▶ _Fonte_:
▬▬▬
Se durante os anos 80 tivemos uma explosão na quantidade de mascotes esportivos e hoje eles são fundamentais em projetos de marketing esportivo, muito se deve ao fenomenal e inesperado sucesso desse urso, que até hoje é um potente ícone cultural, especialmente na Russia.

A Guerra Fria

Como mascote olímpico, ele foi pensado para refletir as qualidades e a cultura do país sede daquela edição e por isso a escolha deste animal, já que o urso pardo europeu é um símbolo difundido da Rússia desde o século XVI. Inclusive este símbolo passou a ser chamado de urso russo.

Não podemos nos esquecer que os Jogos Olímpicos de 1980 foram realizados em meio a Guerra Fria. Então, nesse contexto de guerra propagandística, a realização dos Jogos Olímpicos na capital de uma das potências “beligerantes” seria peça central nesta disputa de idéias. Misha também foi moldado por ela, é claro.

Ao longo do século XX, principalmente durante a Guerra Fria, esse urso pardo foi usado como o símbolo da Rússia “enorme, desajeitada e brutal”, principalmente por cartunistas ingleses e americanos. Dessa forma ele era retratado como uma mistura de predador africano com bicho-preguiça em um claro ataque a então União Soviética.

A organização dos Jogos Olímpicos, atrelada ao governo de Moscou, tinha isso em mente enquanto apreciava os desenhos feitos para o concurso oficial que escolheria o mascote oficial; obrigatoriamente um urso conforme votação popular anterior, e por isso selecionou o desenho de Victor Chizhikov.

Misha, o mascote no meio a Guerra Fria e os Jogos Olímpicos.
▬▬▬
▶ _Itens do conjunto_:

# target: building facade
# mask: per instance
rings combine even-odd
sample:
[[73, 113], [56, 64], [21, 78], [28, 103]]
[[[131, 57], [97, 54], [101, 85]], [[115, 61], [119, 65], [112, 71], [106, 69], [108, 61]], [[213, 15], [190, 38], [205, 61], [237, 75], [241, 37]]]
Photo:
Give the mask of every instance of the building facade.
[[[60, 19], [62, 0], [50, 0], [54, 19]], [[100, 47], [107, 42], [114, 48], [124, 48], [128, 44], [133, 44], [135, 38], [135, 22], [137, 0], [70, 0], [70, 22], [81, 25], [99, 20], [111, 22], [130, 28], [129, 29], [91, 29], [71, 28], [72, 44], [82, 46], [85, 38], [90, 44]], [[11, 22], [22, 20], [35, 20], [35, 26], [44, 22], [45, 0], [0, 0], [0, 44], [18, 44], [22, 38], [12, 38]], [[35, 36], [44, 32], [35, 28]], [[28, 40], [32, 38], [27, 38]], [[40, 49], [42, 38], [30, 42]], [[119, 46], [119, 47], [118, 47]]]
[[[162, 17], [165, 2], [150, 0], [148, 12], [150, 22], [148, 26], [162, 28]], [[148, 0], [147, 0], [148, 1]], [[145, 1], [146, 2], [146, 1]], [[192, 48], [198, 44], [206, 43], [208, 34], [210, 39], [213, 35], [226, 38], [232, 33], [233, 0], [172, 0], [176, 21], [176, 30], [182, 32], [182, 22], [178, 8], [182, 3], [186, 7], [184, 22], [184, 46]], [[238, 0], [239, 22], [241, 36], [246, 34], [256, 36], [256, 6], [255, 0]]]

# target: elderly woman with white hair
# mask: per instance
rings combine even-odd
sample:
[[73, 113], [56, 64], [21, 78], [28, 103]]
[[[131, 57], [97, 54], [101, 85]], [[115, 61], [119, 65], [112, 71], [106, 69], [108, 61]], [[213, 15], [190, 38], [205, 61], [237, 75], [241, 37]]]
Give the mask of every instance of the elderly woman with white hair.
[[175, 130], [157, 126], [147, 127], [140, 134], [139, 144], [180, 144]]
▬▬▬
▶ _Ações necessárias_:
1. Reescreva em forma de lista o parágrafo do texto sobre o mascote Misha que começa com "Ao longo do século XX", mantendo os fatos principais.
2. Escreva a continuação do texto sobre o mascote Misha, começando logo após a última frase.
Os itens são um material à parte, sem relação com o texto sobre o mascote Misha.

▶ _Tarefas resolvidas_:
1.
- No século XX, sobretudo durante a Guerra Fria, o urso pardo foi usado como símbolo de uma Rússia "enorme, desajeitada e brutal".
- Esse uso vinha principalmente de cartunistas ingleses e americanos.
- O urso era retratado como uma mistura de predador africano com bicho-preguiça.
- Isso era um ataque claro à então União Soviética.

2.
Fonte: medium.com

Patas e pelos

Ele representava um urso pequeno, carinhoso e sorridente. O exato avesso dos ursos dos cartunistas americanos e muito próximo do urso de pelúcia, o Teddy Bear, tão caro ao folclore americano. O toque olímpico ficava por conta do cinto de halterofilista com as cores dos anéis olímpicos tendo como fivela os 5 anéis em dourado.

Tendo em vista seu enorme sucesso desde de seu anúncio em 1978, o comitê organizador dos Jogos Olímpicos usou Misha extensivamente na divulgação do evento; na cerimônia de abertura e durante os jogos. Mas foi em sua participação na cerimônia de encerramento que Misha garantiu não só um espaço no coração dos russos, mas também na memória mundial.

Ao som de um música de despedida, um Misha enorme entrou no Estádio Luzhniki amarrado a vários balões de gás hélio. Enquanto ele passeava na pista de atletismo se despedindo, um mosaico do mesmo Misha montado na arquibancada soltou lágrimas; uma das cenas mais bonitas da história das cerimônias olímpicas. Ao fim do ato, os balões de gás hélio levaram o grande Misha embora do estádio, voando. Quem quiser se emocionar junto comigo pode ver o vídeo abaixo e latir de melancolia.

O legado de Misha

Misha também foi o primeiro mascote esportivo a ser retratado em desenho animado, exibido pela japonesa Asahi TV nos meses anteriores aos Jogos. Depois do sucesso de Misha e de seu desenho animado, virou tradição que todos os mascotes esportivos de eventos importantes tivessem séries animadas para crianças. Até meu amigo Vinícius, o mascote da Rio 2016 que ainda será tema de uma coluna futura, teve seu desenho animado exibido pela Cartoon Network Brasil entre 2015 e 2016.

Seu espaço no folclore russo foi tanto que o mesmo Misha que voou na cerimônia de encerramento depois foi recuperado cerca de 1km distante do estádio e ficou exposto por muito tempo no Centro de Exibições de Moscou.

O impacto mundial de Misha foi enorme e, ainda na guerra propagandística da Guerra Fria, 4 anos depois foi a vez dos Estados Unidos tentarem responder com o mascote de Los Angeles 1984, “Sam, a Águia Olímpica.”. Porém, o sucesso de Misha foi incomparável.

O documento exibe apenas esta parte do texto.